Supplied entries:

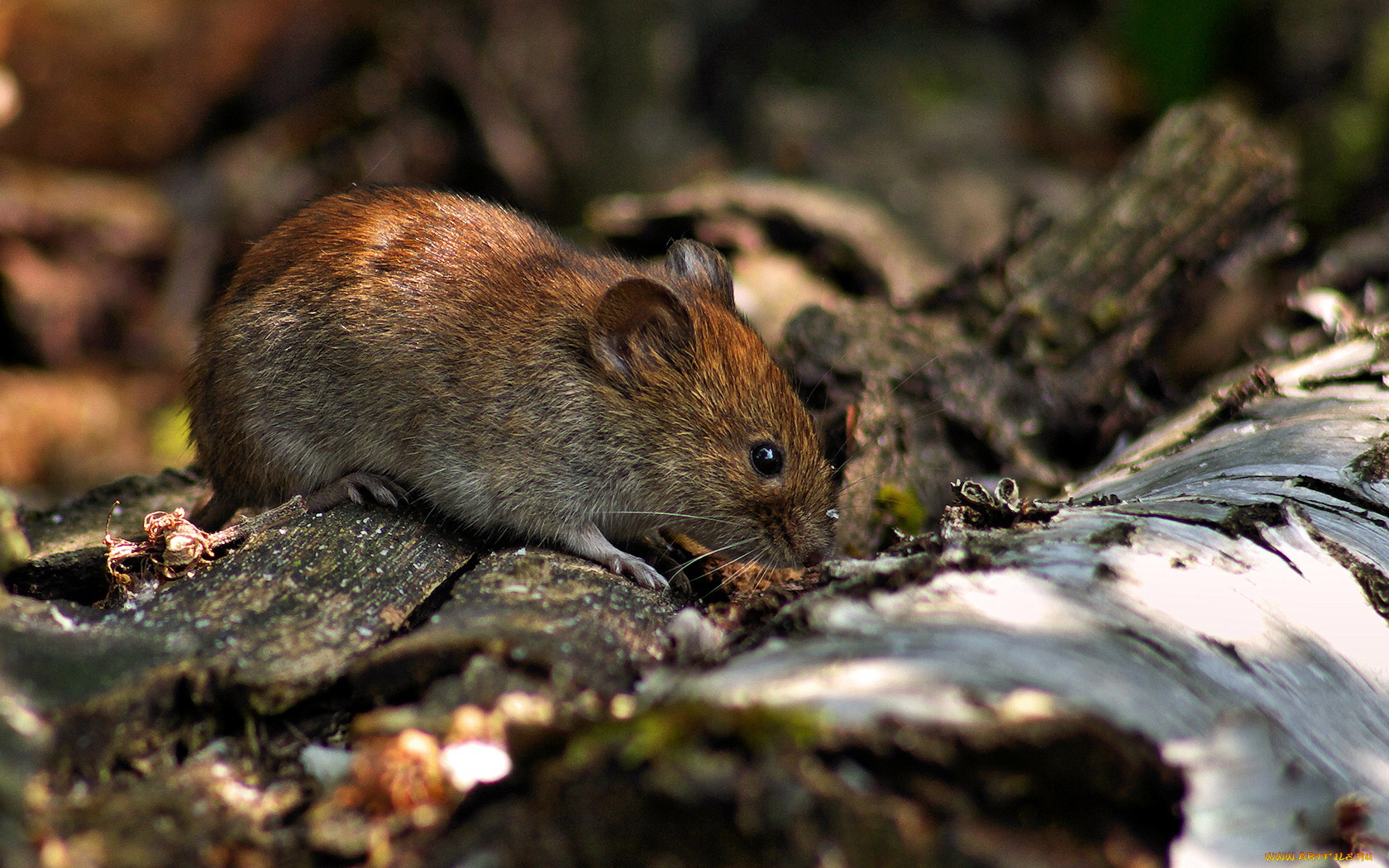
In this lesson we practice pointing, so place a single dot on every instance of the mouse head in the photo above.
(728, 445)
--
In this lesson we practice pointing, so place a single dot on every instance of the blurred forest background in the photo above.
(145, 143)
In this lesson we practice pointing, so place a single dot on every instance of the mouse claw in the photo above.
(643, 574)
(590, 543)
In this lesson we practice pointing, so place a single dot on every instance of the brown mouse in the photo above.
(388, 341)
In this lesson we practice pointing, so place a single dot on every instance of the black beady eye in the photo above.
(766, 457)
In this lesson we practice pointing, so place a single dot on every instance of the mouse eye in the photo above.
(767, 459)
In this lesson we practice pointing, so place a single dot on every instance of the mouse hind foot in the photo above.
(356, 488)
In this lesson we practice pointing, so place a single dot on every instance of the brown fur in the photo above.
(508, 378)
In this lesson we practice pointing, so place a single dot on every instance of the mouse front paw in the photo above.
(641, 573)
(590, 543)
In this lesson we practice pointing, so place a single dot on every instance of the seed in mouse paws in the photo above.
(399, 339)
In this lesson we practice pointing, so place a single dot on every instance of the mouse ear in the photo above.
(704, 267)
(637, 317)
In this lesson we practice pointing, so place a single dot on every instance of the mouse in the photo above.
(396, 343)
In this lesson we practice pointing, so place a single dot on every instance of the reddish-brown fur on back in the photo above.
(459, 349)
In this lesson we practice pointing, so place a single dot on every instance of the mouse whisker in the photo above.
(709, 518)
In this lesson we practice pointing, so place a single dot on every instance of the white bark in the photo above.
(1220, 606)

What is needed: List every line in the records above that contains the word "mouse". Case matters.

Result of the task:
In this lesson we practice pointing, so place a single dot on every instance of the mouse head in the photo above.
In this lesson we practice pointing, so place a single dot on every instance of the mouse claw in the photo above.
In this lesson we practice pointing, so place a single dot on every instance of the brown mouse in the photo above.
In this lesson we practice pointing, so place a single dot on every instance of the mouse eye in the photo above.
In this lesson we practice pointing, so place a single dot on every instance of the mouse hind foot in the photo above.
In this lesson we practice pointing, so place a single dot on every instance of the mouse front paw in the photo above.
In this lesson we practice pointing, so place a single dot on every instance of the seed in mouse paws in the photo above.
In this lesson we practice pointing, so place a single dot on every instance of the mouse ear in the photo above.
In this lesson we practice pointing, so place a single dot on every instance of the mouse in the photo above.
In this lesson we practice pointing, so place a single dot on every instance of the mouse whisker in the photo above.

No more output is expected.